> [Reading passage]
“Evil Must Be Opposed. Good Would Triumph.”

You can feel deep sympathy for the parents, wife and children of the late Atlantic journalist Michael Kelly, who was the first member of the press to be killed covering the Iraq war, and still be critical of the wrongheadedness he displayed which led not only to his demise but also contributed to the death of tens of thousands of other human beings. Like many pundits and politicians, Kelly, in the wake of 9/11, developed a blind spot–a lethal one. Unless we figure out why that happened, why so many otherwise smart people became dumb at a really bad moment, it will happen again.

In a provocative Gawker post, “A Stupid Death in a Stupid War,” Tom Scocca examines Kelly’s thought process in the run-up to the invasion, ten years after his death as an embed. An excerpt:

“People who supported the invasion of Iraq and now regret the results tend to say that it was a good idea that was badly planned or poorly managed. Yet there was no idea but the planning and management of it. The decision to invade was not a change of principles, a repudiation of mushy-headed pacifism and appeasement; it was a change of strategy.

> [Work task] In the passage about Michael Kelly, what is the title of Tom Scocca's Gawker post? Answer from the passage alone.

> [Given entries]

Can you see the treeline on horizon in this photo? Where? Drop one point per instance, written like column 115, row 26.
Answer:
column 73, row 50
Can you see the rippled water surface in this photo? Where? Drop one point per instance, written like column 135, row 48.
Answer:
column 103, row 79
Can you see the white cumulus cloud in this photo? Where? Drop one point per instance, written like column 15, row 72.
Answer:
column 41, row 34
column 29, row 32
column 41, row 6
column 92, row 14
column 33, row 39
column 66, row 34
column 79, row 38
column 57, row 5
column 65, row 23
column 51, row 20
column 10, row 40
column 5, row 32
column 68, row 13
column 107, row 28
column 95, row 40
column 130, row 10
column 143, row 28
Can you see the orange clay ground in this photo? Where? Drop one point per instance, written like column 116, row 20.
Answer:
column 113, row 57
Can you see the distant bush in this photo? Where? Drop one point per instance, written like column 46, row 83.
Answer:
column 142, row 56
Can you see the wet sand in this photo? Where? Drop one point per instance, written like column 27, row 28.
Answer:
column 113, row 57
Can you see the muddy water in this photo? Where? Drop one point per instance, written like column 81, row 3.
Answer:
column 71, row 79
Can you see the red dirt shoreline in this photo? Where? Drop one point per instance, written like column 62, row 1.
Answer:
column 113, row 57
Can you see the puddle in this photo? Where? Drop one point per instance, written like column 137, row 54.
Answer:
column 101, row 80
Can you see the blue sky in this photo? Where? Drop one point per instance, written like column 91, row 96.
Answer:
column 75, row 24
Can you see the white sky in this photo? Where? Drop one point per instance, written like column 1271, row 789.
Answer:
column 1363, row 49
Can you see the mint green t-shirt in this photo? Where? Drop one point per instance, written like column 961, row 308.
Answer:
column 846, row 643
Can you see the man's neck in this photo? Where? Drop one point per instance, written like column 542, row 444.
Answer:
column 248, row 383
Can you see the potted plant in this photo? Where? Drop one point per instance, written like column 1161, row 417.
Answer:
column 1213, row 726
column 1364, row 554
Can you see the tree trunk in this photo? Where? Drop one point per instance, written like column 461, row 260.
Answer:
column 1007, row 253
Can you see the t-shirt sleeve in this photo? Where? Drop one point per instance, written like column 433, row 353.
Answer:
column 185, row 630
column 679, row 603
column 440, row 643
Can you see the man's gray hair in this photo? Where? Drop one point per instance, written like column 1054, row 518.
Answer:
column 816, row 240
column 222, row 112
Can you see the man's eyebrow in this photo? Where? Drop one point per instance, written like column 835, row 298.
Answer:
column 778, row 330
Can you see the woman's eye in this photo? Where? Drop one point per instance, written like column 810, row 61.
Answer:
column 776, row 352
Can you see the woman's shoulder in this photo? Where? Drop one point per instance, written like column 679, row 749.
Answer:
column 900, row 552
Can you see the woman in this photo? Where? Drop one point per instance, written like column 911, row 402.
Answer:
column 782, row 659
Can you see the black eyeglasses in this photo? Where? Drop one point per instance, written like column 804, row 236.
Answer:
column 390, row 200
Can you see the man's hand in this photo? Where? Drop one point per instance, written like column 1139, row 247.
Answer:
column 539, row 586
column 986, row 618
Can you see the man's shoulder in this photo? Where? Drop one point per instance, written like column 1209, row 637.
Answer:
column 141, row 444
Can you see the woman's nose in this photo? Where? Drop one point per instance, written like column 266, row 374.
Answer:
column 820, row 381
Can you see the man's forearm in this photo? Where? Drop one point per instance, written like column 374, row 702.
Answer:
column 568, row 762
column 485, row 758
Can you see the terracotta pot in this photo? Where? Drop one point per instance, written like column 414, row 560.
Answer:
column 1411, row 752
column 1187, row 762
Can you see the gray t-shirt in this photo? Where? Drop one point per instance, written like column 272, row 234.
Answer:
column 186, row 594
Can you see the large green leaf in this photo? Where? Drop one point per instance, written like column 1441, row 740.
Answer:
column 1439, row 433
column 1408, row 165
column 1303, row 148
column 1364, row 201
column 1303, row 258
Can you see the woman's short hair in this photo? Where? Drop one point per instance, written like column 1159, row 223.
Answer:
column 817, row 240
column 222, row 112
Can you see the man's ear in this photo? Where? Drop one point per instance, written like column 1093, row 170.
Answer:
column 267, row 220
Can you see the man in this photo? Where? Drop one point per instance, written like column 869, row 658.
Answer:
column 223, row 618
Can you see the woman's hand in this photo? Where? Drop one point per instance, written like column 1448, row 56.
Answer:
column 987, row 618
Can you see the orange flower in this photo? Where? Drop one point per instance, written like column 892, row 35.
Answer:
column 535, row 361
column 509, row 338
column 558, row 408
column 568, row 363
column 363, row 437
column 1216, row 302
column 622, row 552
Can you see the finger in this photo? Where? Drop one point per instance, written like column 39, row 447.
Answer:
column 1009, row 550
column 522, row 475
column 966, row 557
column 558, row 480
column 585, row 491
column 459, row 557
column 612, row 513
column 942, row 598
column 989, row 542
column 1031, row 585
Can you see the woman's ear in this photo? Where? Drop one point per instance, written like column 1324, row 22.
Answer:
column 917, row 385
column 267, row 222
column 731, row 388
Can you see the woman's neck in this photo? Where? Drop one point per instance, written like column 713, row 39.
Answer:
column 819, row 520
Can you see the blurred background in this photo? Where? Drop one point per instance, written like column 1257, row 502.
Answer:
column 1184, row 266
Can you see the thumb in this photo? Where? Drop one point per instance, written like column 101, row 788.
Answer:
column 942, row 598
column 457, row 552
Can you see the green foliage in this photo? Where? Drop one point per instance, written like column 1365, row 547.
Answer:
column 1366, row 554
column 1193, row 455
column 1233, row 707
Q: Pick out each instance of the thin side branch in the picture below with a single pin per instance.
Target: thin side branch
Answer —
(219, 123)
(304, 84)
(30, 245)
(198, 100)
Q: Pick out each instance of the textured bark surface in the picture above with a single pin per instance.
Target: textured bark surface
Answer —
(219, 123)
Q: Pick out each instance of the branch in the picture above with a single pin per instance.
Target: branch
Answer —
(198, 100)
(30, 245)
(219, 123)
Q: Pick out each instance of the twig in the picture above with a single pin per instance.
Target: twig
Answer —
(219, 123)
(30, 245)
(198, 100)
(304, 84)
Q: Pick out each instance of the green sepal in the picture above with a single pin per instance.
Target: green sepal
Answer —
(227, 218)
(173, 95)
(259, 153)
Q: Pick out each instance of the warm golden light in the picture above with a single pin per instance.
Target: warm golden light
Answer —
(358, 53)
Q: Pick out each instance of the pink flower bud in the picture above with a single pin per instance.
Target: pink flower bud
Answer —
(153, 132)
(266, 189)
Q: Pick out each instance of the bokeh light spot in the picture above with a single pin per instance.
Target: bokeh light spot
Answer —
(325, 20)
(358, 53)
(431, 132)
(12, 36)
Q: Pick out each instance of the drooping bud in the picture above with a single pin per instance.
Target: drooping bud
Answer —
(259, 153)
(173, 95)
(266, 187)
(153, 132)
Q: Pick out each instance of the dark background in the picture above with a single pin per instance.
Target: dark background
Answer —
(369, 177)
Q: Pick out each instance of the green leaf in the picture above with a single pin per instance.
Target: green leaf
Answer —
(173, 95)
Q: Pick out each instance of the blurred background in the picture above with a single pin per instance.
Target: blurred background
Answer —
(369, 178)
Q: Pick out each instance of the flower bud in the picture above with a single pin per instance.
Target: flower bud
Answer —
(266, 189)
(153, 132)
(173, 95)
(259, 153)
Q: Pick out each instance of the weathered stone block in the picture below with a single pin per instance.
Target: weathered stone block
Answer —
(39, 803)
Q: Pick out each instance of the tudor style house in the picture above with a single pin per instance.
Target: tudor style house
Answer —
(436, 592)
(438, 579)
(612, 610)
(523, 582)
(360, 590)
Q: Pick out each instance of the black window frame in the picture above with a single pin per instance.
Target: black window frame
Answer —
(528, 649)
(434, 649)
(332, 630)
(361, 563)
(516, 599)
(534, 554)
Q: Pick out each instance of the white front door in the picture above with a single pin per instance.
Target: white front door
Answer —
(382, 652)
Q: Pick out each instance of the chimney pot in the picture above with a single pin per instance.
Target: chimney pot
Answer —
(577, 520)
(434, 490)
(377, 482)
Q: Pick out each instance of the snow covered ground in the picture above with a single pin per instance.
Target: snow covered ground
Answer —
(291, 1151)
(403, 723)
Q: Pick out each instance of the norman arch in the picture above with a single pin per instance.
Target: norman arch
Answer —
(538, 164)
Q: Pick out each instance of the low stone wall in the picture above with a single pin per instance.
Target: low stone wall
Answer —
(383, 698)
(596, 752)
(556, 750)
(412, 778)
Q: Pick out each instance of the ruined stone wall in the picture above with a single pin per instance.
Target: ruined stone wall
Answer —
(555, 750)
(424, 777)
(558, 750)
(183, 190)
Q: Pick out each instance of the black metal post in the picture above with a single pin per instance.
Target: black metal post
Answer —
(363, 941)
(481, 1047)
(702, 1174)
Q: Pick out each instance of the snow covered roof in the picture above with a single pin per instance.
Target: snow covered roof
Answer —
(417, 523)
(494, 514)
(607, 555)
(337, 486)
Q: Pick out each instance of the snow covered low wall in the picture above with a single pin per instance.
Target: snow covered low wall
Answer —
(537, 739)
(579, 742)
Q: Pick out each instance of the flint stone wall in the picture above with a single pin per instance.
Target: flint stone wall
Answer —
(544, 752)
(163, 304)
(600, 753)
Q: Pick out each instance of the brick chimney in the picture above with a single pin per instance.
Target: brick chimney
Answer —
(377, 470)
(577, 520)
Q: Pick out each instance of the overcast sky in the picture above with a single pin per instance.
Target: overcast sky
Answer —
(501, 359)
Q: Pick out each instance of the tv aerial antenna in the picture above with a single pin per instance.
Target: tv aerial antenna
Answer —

> [Your response] "A Stupid Death in a Stupid War."